Input data:
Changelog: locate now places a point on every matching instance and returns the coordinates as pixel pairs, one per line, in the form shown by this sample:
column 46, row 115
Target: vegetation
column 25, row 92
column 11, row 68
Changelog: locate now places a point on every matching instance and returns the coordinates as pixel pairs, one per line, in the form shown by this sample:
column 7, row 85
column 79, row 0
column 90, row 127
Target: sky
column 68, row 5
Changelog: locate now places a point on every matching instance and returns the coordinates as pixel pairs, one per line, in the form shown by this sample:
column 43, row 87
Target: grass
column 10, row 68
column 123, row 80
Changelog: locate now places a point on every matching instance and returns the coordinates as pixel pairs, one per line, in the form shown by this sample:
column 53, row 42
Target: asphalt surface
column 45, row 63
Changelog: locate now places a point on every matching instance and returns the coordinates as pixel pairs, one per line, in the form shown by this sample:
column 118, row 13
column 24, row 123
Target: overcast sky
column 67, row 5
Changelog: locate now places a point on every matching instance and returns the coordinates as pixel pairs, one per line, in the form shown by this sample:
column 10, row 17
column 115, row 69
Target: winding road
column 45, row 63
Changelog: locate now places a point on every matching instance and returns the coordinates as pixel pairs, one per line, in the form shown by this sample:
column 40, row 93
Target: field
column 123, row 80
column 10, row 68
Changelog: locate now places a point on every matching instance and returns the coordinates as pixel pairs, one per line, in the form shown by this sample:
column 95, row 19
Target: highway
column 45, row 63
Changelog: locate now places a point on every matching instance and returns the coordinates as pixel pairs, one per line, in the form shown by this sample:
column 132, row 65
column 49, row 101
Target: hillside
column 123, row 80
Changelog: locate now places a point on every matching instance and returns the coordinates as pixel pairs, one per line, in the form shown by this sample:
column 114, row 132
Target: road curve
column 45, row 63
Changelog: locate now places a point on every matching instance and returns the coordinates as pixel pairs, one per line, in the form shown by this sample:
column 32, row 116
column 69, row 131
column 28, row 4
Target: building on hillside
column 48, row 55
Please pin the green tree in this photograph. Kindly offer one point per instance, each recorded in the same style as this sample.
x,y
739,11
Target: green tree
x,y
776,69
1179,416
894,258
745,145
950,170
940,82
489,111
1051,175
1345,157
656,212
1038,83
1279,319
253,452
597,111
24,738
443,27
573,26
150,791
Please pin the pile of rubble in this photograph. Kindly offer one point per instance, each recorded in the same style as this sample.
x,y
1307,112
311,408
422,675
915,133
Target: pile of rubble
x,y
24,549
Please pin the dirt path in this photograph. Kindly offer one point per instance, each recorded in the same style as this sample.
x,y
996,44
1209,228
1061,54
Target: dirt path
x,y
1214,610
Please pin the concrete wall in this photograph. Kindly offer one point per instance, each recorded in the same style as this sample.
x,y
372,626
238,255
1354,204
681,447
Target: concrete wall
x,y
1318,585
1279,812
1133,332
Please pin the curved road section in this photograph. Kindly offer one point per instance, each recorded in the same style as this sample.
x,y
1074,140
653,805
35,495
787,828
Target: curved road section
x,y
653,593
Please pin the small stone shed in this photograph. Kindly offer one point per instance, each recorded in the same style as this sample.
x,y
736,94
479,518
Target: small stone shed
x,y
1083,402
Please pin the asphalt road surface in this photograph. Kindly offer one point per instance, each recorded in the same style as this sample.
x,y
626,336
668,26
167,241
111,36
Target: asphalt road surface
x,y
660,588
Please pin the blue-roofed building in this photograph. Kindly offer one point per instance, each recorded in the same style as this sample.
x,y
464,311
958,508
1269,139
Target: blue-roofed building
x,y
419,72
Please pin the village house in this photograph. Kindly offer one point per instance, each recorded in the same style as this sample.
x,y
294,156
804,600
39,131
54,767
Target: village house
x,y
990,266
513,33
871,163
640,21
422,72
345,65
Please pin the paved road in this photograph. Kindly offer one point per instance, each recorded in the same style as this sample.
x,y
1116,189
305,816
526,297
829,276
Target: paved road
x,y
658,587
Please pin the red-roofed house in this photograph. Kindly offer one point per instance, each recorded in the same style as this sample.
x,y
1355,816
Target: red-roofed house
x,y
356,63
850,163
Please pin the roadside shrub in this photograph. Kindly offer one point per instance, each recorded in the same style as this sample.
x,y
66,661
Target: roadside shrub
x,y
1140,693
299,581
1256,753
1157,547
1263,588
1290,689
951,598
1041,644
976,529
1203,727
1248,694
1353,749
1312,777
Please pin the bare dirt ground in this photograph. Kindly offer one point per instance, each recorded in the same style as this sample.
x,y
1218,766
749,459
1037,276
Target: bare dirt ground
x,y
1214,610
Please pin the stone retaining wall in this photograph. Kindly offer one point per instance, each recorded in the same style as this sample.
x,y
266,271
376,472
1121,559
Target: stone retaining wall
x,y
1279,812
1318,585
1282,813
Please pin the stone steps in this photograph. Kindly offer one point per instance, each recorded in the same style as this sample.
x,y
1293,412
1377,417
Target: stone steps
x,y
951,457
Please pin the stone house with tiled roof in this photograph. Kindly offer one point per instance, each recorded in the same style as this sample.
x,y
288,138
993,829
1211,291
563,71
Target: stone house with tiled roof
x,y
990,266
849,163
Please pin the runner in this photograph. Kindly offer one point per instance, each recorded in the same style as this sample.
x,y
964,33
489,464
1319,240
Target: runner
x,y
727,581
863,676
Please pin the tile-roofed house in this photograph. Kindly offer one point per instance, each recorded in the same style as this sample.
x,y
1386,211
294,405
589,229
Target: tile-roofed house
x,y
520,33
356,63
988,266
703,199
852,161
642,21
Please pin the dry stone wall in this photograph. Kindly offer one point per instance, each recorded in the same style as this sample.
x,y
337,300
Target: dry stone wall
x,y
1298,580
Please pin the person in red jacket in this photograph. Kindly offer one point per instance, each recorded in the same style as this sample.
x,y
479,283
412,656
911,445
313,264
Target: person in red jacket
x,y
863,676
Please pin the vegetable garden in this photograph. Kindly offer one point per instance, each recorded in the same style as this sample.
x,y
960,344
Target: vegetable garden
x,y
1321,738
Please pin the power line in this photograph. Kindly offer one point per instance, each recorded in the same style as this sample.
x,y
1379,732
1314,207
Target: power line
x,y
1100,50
--
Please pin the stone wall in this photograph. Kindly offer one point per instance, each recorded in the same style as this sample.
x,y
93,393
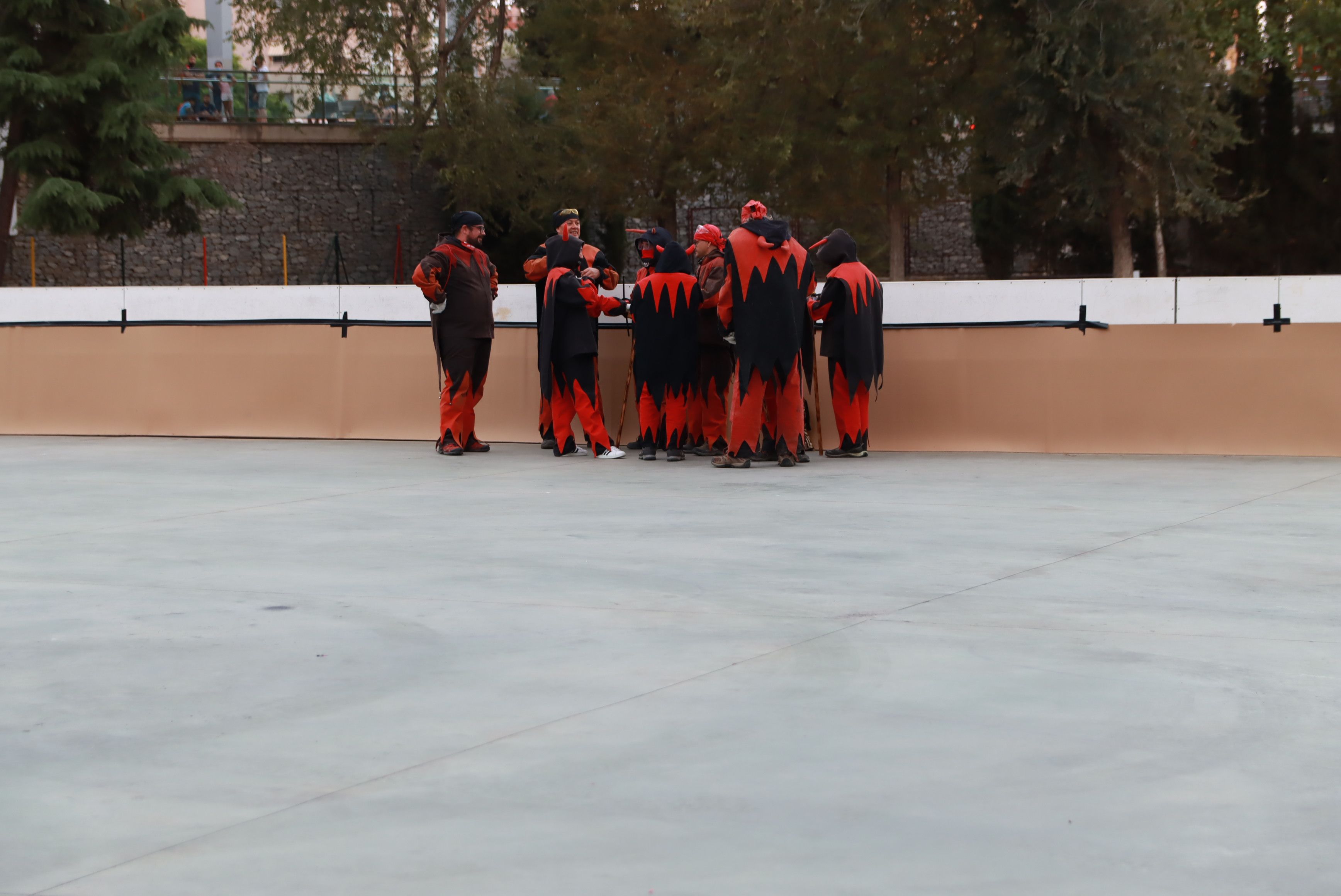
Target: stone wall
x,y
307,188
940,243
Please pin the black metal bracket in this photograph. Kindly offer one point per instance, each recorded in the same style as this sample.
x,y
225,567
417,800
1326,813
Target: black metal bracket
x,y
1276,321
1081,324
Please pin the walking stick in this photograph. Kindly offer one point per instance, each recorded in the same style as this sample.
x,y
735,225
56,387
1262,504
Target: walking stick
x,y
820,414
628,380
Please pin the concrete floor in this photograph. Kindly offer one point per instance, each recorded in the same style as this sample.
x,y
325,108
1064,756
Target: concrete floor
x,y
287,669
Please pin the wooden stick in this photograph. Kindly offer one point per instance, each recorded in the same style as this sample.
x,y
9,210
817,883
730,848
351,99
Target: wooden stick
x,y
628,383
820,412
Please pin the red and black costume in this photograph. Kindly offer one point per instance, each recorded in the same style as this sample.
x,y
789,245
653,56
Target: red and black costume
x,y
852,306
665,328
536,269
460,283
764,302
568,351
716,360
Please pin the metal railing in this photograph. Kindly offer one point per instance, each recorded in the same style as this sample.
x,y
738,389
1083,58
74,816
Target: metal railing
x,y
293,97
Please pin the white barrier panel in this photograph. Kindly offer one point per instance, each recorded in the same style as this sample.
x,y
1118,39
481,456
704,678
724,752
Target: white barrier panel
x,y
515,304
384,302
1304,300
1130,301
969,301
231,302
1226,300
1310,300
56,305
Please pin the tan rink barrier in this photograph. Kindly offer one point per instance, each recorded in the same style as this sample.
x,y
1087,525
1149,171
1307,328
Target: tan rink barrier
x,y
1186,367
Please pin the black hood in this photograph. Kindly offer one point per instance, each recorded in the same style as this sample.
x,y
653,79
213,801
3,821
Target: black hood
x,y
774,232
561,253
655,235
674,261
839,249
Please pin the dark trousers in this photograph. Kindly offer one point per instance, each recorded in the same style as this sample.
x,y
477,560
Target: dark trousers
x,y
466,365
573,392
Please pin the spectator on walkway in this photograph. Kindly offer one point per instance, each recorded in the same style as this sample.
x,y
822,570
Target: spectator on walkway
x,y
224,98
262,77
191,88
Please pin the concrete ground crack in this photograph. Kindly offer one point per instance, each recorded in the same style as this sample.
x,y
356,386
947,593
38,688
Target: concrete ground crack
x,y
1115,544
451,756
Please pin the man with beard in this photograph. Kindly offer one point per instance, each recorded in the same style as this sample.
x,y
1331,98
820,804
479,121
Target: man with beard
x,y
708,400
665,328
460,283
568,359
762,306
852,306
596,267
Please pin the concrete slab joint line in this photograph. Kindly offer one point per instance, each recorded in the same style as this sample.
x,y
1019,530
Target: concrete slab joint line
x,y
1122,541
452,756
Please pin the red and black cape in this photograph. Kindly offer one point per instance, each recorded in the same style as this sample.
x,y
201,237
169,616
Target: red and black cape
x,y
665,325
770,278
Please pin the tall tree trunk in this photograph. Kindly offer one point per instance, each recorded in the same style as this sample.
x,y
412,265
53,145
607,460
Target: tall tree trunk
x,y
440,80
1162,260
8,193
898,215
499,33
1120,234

Exercise brief: In the data above, retype exactly and only the lines between the one holding "column 95, row 19" and the one holding "Please pin the small", inclusive.

Answer area:
column 95, row 19
Target: highway
column 45, row 63
Changelog: locate now places a point on every matching instance and returns the coordinates as pixel pairs, one per line, in the form shown by this sample:
column 132, row 65
column 49, row 101
Target: hillside
column 123, row 80
Changelog: locate now places a point on every matching instance and returns the coordinates as pixel pairs, one per line, in the form shown by this sample:
column 114, row 132
Target: road curve
column 45, row 63
Changelog: locate now places a point on every matching instance and returns the coordinates as pixel pairs, one per line, in the form shown by this sample:
column 32, row 116
column 69, row 131
column 28, row 4
Target: building on hillside
column 48, row 55
Please pin the green tree in this photograph. Kindly offer one point per instance, each recorded in the same style as this sample.
x,y
739,11
Target: green tree
x,y
776,69
1179,416
894,258
745,145
950,170
940,82
489,111
1051,175
1345,157
656,212
1038,83
1279,319
253,452
597,111
24,738
443,27
573,26
150,791
Please pin the pile of rubble in this photograph. Kindly offer one point per instance, each recorded in the same style as this sample.
x,y
1307,112
311,408
422,675
915,133
Target: pile of rubble
x,y
24,549
Please pin the dirt path in this photograph. Kindly offer one point per instance, each recorded in the same style as this sample.
x,y
996,44
1209,228
1061,54
Target: dirt path
x,y
1214,610
Please pin the concrete wall in this photograph. Kindly offer one point per instance, each recorded in the same style as this sample.
x,y
372,626
238,255
1354,204
681,447
Target: concrete wall
x,y
1318,585
1279,812
1133,332
Please pin the curved road section in this photograph. Kindly offer one point per instance, each recorded in the same style as this sample.
x,y
1074,140
653,805
35,495
787,828
Target: curved road section
x,y
653,593
Please pin the small stone shed in this photograph. Kindly offer one point per instance, each recorded in the same style as this sample.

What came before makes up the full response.